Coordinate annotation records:
* * * * * * *

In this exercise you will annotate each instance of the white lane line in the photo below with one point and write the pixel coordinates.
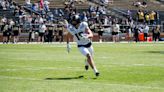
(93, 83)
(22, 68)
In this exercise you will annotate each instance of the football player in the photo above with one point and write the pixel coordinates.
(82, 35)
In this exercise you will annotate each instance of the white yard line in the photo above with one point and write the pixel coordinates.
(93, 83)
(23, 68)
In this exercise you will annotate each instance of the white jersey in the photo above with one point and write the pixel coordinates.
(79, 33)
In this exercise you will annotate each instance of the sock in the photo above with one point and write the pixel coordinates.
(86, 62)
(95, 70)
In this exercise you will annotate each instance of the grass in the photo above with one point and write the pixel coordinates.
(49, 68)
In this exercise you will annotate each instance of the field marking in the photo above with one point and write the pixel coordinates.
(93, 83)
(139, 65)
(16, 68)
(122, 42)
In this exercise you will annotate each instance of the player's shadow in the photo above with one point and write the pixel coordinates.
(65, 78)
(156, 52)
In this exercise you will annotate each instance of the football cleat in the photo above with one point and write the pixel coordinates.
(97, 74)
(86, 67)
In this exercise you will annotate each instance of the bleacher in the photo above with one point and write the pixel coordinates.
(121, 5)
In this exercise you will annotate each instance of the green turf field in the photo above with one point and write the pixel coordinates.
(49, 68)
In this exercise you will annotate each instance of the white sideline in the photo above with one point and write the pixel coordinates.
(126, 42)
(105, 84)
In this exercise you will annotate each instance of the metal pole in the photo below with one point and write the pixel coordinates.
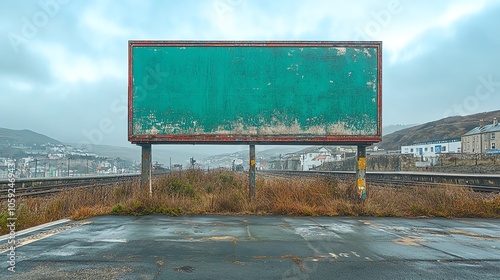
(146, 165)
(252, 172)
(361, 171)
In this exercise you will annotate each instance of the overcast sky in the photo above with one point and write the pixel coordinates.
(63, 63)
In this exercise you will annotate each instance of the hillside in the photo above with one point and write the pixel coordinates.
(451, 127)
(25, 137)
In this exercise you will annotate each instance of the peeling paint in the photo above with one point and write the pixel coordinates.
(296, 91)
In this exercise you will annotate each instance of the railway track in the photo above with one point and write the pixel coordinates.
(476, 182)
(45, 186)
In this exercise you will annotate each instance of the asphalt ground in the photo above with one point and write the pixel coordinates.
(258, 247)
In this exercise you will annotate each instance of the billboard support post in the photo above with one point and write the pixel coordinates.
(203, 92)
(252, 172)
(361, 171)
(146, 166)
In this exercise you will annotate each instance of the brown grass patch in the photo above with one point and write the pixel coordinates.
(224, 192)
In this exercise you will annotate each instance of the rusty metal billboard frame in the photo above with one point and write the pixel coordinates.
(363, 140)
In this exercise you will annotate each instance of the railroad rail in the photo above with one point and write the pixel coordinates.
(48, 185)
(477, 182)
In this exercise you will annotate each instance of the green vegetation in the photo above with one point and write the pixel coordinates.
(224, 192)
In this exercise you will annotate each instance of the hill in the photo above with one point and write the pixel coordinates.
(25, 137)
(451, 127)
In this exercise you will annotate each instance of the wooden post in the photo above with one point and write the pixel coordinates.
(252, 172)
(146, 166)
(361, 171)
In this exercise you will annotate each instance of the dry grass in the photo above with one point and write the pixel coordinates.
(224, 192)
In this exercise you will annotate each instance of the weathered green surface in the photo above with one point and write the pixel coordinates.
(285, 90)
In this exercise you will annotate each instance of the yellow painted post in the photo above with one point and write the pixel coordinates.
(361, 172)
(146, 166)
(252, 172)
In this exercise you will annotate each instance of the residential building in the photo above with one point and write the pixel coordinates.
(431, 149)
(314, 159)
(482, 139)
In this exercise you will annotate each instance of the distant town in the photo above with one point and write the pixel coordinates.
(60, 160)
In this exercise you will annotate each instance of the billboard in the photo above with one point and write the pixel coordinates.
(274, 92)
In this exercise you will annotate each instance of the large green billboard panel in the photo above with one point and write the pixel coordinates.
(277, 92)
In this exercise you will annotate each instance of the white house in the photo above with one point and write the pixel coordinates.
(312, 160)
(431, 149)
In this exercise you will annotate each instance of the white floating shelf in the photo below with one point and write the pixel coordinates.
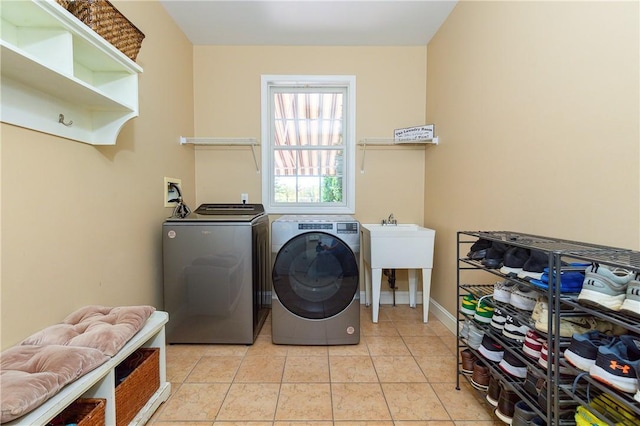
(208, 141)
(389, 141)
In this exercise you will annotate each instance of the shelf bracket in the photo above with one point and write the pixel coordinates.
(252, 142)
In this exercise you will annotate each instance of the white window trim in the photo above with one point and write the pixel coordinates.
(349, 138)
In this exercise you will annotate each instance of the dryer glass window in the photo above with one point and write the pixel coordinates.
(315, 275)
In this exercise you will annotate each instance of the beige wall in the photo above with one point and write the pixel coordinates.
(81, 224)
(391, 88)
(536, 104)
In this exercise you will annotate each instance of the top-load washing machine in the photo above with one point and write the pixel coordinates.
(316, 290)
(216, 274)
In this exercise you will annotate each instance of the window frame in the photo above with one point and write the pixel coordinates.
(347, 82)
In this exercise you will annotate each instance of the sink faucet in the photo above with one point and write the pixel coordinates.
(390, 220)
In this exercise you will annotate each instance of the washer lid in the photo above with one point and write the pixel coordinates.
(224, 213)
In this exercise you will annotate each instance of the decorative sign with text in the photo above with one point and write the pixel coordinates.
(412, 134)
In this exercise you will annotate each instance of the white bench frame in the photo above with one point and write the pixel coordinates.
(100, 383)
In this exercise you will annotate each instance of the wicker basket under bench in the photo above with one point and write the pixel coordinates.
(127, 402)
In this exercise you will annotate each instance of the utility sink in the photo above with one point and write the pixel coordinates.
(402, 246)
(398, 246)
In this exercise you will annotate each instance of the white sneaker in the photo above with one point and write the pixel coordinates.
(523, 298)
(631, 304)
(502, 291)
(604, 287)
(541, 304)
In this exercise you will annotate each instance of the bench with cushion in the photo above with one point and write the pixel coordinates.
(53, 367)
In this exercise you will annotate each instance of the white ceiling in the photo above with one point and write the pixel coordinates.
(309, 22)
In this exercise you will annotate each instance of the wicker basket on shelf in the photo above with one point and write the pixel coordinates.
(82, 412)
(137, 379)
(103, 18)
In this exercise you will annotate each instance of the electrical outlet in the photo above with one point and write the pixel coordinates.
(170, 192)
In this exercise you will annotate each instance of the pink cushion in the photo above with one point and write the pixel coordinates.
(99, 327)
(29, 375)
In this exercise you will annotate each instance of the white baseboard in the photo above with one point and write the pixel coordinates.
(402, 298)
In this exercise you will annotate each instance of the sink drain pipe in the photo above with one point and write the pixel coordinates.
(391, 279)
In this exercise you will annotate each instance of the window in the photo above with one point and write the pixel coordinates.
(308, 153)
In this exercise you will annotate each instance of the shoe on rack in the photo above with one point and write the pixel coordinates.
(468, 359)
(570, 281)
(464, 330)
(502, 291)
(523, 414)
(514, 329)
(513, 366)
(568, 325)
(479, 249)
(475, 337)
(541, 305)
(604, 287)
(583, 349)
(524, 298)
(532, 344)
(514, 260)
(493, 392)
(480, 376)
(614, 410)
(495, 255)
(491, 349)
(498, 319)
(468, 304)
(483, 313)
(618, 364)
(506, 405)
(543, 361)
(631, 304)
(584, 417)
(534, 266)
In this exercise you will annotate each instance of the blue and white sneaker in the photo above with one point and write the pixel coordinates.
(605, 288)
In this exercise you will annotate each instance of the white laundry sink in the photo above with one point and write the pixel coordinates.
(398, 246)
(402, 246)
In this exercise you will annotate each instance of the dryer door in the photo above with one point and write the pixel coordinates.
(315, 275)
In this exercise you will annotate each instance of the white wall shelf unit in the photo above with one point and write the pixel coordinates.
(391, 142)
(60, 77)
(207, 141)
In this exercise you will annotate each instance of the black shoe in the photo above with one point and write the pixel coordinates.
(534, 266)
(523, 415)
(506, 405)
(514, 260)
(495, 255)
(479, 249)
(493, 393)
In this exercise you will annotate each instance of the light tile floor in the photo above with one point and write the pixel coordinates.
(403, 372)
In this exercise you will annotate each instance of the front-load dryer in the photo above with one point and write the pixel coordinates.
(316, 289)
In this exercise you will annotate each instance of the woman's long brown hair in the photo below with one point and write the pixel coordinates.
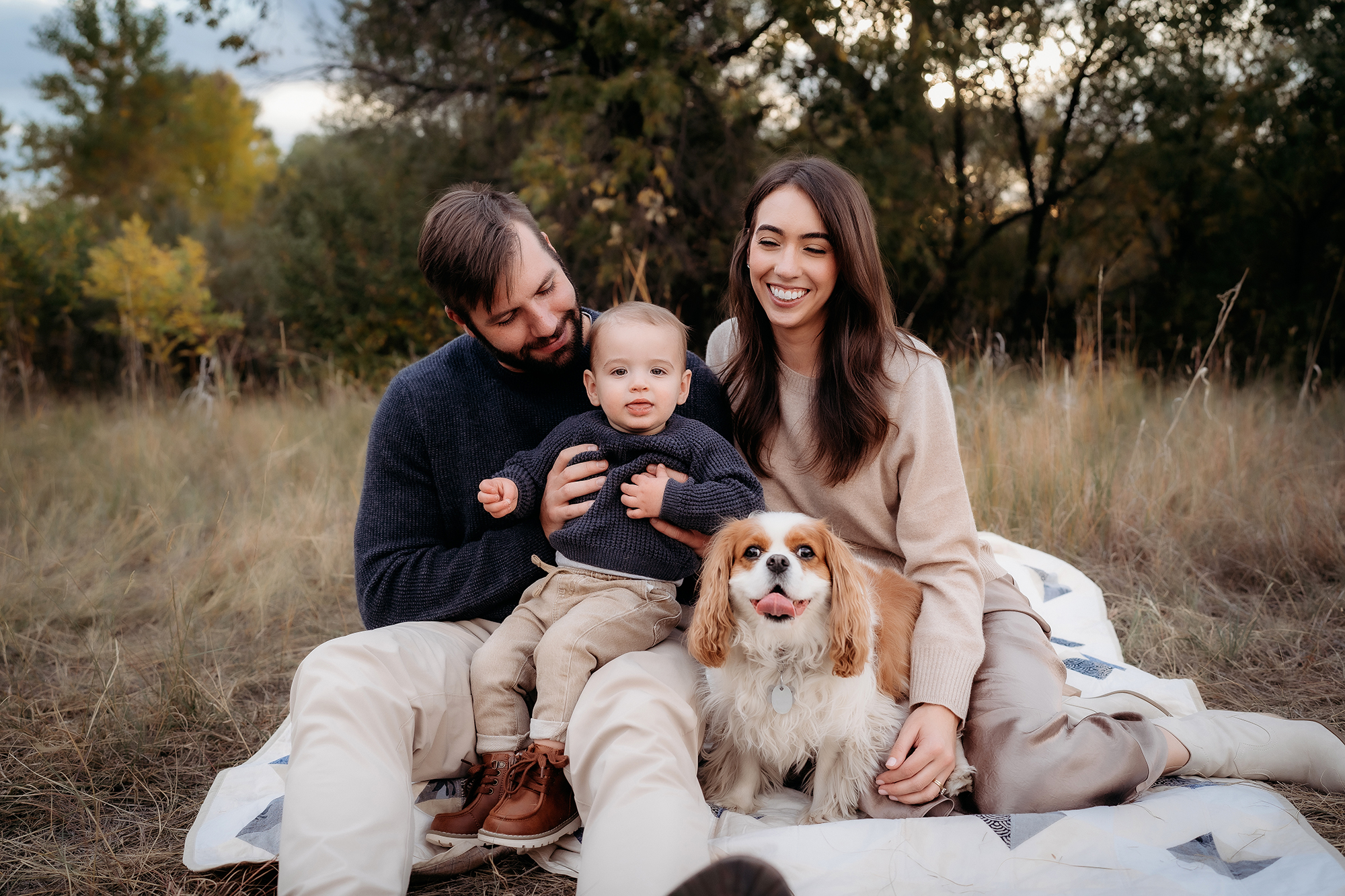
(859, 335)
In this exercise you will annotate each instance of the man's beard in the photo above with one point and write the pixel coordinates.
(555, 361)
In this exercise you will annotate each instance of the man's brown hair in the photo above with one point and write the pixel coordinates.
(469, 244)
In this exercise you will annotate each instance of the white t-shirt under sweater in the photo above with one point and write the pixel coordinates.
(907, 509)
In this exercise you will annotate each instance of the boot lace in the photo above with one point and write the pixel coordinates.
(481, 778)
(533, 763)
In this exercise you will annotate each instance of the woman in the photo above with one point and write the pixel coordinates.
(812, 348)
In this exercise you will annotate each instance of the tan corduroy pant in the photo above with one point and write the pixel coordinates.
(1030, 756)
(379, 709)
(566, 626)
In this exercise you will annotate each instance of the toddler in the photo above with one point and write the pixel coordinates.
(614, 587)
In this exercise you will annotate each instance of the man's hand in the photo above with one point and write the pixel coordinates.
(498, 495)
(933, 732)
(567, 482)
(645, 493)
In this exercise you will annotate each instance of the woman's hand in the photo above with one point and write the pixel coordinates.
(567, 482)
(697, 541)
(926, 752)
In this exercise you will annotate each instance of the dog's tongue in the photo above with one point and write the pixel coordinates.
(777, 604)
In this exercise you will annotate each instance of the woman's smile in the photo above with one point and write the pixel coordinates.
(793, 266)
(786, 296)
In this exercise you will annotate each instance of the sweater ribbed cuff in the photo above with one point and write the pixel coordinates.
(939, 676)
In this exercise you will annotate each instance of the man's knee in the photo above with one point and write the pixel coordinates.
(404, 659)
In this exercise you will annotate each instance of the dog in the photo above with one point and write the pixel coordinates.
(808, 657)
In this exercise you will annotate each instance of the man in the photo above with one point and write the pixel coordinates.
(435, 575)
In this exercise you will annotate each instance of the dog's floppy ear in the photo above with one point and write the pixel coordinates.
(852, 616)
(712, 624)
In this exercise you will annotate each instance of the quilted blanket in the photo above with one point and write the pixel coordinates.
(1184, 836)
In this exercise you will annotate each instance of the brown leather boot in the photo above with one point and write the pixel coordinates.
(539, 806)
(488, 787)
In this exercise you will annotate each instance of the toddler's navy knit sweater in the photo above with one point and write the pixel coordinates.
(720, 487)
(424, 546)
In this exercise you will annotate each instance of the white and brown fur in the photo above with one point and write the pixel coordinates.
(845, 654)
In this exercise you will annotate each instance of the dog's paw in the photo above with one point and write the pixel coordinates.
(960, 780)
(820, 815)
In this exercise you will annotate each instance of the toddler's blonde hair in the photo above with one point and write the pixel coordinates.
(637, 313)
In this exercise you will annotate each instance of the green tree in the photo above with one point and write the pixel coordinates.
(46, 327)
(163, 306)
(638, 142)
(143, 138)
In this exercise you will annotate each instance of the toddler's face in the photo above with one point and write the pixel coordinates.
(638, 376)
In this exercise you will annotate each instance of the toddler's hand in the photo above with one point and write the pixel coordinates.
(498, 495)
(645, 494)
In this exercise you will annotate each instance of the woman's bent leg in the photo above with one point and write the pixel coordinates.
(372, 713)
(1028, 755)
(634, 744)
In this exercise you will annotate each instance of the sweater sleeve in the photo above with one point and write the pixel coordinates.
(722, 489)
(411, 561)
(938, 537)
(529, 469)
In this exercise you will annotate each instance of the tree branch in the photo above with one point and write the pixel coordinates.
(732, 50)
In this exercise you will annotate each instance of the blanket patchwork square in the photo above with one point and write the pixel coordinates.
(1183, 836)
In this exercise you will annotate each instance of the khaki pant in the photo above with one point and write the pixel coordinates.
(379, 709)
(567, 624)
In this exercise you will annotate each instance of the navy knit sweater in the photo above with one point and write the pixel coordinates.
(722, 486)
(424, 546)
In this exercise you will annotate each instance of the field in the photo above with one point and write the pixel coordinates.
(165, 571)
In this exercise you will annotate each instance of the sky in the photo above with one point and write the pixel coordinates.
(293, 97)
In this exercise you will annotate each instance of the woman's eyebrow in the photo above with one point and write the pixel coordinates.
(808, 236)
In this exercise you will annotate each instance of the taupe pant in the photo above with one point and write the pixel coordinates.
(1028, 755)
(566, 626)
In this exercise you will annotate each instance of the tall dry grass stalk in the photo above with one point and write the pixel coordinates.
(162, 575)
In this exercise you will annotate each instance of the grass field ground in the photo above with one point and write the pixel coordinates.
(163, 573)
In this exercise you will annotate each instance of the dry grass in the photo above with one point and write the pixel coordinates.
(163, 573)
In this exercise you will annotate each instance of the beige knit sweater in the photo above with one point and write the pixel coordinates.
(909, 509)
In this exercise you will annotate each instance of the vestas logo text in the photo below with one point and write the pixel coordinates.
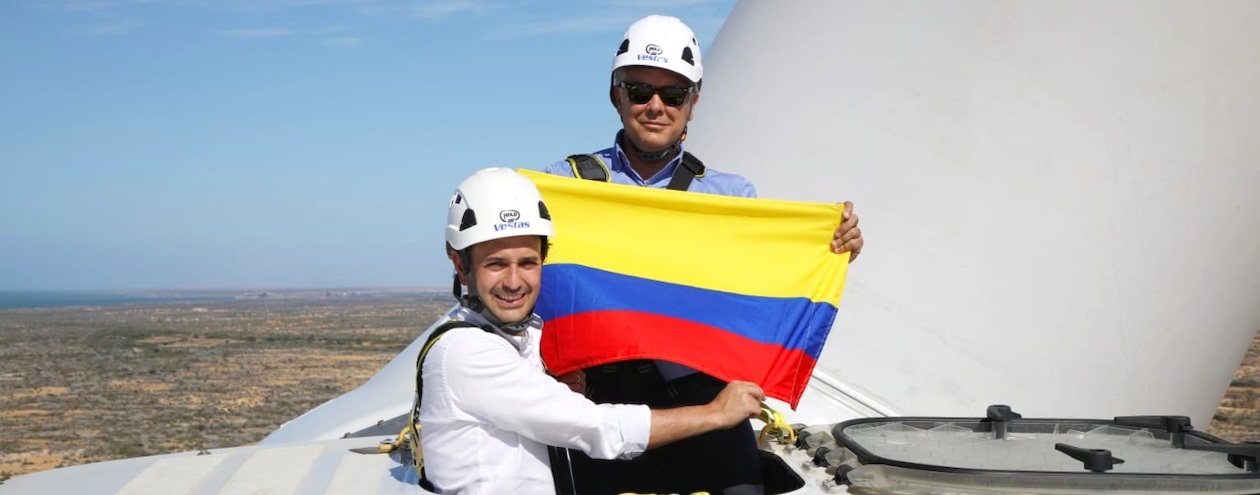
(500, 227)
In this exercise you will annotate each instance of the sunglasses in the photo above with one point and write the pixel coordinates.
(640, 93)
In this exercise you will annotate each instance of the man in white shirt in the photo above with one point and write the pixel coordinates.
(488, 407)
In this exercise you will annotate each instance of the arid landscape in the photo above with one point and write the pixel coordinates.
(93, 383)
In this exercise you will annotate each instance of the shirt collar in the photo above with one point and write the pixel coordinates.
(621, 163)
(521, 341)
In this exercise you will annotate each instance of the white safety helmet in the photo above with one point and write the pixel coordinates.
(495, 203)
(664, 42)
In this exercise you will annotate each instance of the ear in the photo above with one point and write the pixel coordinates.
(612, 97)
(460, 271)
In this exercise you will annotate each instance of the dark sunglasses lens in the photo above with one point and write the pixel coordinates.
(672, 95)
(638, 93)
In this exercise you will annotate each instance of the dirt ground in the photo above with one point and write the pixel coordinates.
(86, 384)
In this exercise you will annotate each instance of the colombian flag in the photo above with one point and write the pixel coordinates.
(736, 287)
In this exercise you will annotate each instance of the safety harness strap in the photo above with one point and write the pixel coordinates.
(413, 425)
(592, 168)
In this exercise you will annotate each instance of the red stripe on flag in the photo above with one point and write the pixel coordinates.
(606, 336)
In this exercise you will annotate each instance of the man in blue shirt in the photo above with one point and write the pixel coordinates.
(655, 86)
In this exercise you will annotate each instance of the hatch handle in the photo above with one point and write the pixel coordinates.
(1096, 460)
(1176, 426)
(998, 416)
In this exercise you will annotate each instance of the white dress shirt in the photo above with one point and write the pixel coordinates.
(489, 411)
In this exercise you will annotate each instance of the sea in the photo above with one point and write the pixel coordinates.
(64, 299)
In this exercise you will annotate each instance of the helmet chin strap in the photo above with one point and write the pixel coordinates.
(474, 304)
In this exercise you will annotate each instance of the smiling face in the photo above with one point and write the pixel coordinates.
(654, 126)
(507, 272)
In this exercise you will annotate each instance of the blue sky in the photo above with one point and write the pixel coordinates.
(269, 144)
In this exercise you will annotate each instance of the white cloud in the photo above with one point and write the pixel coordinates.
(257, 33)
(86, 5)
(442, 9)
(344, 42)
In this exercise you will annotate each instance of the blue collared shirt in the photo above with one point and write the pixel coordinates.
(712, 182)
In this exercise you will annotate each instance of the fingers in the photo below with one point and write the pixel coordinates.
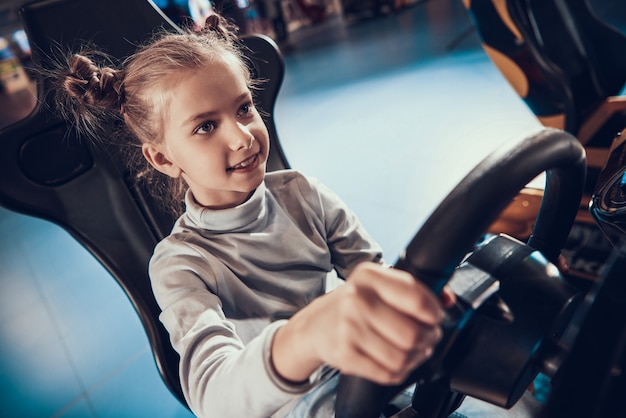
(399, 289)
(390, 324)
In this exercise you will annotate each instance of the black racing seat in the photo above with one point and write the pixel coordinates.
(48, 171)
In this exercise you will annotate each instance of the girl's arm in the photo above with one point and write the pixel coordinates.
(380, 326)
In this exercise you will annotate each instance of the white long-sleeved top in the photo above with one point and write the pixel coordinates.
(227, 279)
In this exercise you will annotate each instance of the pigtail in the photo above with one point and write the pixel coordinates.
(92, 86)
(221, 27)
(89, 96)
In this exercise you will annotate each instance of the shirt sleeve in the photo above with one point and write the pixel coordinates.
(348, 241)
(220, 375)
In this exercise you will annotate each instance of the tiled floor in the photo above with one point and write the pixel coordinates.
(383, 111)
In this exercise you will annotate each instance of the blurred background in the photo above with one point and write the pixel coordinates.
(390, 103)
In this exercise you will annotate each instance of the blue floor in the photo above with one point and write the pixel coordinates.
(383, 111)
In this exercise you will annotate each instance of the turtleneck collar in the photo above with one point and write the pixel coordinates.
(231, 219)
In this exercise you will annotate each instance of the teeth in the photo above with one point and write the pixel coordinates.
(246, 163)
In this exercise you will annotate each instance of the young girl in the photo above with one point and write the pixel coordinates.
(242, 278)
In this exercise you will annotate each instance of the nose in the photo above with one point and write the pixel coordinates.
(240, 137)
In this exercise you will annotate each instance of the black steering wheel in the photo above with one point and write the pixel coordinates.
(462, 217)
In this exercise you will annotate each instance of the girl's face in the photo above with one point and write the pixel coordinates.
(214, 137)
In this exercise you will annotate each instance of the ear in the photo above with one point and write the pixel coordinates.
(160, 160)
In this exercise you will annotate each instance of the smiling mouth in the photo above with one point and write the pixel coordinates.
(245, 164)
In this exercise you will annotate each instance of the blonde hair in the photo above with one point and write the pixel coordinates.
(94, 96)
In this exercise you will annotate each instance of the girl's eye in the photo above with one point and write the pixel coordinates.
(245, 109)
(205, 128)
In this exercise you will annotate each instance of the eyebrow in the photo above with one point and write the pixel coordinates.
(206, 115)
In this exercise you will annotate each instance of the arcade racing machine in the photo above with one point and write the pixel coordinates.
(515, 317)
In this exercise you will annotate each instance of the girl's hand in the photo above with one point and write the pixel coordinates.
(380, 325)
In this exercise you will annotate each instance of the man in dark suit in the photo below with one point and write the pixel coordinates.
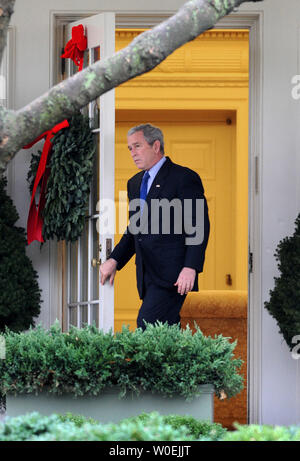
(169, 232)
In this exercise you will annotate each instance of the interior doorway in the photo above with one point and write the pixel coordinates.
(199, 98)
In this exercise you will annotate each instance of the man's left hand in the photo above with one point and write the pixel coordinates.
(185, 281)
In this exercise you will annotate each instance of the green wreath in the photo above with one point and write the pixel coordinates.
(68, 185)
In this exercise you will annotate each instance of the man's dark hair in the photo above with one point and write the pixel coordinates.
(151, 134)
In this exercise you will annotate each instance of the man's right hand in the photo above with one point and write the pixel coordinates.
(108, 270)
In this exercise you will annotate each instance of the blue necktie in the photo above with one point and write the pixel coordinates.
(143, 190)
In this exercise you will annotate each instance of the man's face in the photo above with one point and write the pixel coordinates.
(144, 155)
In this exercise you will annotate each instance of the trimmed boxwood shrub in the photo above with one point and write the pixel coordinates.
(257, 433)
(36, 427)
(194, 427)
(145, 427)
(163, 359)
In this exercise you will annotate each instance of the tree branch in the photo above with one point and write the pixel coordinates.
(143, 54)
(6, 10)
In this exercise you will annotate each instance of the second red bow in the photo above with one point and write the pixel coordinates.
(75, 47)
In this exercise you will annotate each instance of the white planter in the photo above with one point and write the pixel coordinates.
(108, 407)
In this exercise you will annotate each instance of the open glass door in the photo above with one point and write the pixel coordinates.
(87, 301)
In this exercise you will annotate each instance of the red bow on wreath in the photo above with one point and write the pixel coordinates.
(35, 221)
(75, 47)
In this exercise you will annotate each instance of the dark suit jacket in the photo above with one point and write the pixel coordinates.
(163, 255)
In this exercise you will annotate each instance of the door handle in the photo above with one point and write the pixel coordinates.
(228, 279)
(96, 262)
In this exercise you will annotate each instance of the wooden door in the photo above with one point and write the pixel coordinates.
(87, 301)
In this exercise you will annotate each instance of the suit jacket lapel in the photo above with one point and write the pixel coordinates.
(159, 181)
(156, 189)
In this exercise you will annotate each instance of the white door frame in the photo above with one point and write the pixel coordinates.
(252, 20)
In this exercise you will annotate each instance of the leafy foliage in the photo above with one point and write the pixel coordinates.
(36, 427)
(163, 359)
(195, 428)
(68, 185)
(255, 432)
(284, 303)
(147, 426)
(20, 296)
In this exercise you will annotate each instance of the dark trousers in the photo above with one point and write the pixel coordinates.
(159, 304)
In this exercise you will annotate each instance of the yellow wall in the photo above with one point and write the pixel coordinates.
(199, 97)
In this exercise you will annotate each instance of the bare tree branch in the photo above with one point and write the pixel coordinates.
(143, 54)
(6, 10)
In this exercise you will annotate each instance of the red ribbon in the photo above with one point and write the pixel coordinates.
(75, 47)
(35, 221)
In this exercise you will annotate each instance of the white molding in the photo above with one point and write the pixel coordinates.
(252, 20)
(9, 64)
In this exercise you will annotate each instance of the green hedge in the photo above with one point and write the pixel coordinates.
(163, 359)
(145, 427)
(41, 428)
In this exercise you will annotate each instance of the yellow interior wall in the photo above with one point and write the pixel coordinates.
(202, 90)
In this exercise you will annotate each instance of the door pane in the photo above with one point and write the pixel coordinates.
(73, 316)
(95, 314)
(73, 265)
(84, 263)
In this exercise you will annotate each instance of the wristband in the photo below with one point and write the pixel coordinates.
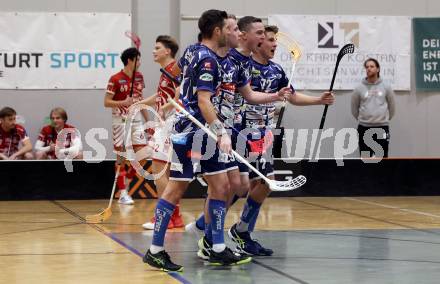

* * * * * * *

## Written problem
Beginning at the line that contains "In this exercise you will annotate each instance of the leafy", give the remaining lines of the records again exactly, through the last one. Leave out pictures.

## Finished exercise
In this exercise you will annotate each instance of the leafy foliage in the photo above with one point and write the pixel coordinates.
(36, 427)
(163, 359)
(195, 428)
(68, 185)
(255, 432)
(284, 303)
(147, 426)
(20, 296)
In this exercise you will annotate each instance of the dark trousers in the photo above with one point and write the pixel coordinates.
(159, 304)
In this exercise you will annotate each instance of the yellow wall in the photo above with one point and write the pixel coordinates.
(199, 97)
In this exercise you will annotate each instance of the bare tree branch in the photo above with one point and write the pixel coordinates.
(143, 54)
(6, 10)
In this exercise you will annotate each instance of the red ribbon in the photo above with one point and write the pixel coordinates.
(75, 47)
(35, 221)
In this exercise you will annotate each instance of the white molding in the photo above with one point and write the pixel coordinates.
(252, 20)
(9, 64)
In this exercise you will annotate each instance of the green hedge in the photo above with one point and write the pixel coordinates.
(163, 359)
(145, 427)
(41, 428)
In this exercise you will annotate each instance of the yellow interior wall in the photo above with one point and write the pixel coordinates.
(202, 90)
In this exercise you will annotate each instance of the door pane in the photo above with one point and write the pixel coordinates.
(73, 316)
(95, 314)
(73, 265)
(84, 263)
In this exercise you will annotate each instance of the wristband in the photo below with one point and write the pixel coordinates.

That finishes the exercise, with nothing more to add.